Task brief
Using the material below, print the line that contains "Target: medal ribbon", the line that contains "Target: gold medal pendant", and every line in between, exactly and nothing else.

::::::::

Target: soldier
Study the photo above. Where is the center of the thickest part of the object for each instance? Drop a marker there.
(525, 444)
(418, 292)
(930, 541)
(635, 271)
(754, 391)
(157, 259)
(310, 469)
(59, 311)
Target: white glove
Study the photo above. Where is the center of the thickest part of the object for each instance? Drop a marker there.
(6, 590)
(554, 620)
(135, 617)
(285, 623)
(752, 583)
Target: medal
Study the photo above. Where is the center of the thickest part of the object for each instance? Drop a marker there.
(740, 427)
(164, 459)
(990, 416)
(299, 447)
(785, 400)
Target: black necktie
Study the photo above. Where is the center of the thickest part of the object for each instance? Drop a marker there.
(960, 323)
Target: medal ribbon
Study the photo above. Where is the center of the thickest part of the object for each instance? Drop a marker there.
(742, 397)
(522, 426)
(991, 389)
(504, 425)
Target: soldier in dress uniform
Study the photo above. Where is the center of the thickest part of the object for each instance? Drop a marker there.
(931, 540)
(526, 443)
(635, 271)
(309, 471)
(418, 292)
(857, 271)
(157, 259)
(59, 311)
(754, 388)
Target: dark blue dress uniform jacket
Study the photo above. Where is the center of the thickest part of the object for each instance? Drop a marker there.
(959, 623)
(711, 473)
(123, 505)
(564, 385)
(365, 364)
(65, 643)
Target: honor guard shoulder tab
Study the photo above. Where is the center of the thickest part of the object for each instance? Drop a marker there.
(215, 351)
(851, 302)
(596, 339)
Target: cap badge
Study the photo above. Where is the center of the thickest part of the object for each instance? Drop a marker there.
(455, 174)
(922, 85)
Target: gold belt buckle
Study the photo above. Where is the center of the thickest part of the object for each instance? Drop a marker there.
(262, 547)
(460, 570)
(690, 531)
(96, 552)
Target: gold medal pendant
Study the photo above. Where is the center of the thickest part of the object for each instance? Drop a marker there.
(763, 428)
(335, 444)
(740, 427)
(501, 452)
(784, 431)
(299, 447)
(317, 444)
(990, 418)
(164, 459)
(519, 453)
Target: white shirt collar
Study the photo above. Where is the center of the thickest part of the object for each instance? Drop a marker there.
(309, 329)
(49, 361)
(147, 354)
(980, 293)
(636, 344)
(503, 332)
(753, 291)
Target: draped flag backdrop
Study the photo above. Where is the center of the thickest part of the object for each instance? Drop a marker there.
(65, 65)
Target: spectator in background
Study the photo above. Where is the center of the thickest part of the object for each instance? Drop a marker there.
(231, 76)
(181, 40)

::::::::

Solution to the problem
Target: medal ribbon
Study the photo above. Where is the center of the thickest part of the object for each instance? Drop a marker there.
(742, 397)
(522, 426)
(991, 389)
(504, 425)
Target: soldier in dress uniform
Study the photo above. Where is the center of the thickest part of the object for each instance? Drop a marker there.
(931, 540)
(526, 443)
(635, 271)
(309, 471)
(418, 292)
(857, 271)
(157, 259)
(59, 311)
(754, 388)
Target: dark blue dress uniform jacket
Study the photo above. Where is the center of the thickest part of the object for each instance? Drop a marker there.
(959, 623)
(711, 473)
(123, 505)
(564, 385)
(365, 364)
(65, 643)
Target: honor guard shoulder tab
Study the photo above. Where is the center of the thickest part of the object for each instance? Drop a marker there.
(215, 351)
(851, 302)
(596, 339)
Target: cap badge
Study the photo above. Where is the center of the thickest part of the object for each instance? Drop a marker there.
(455, 174)
(922, 85)
Target: gold belt buckle
Study the photo above. Where is the center of the thickest part of the object for each instance? Drop a marker there.
(262, 547)
(460, 570)
(690, 531)
(96, 552)
Target: gold medal pendant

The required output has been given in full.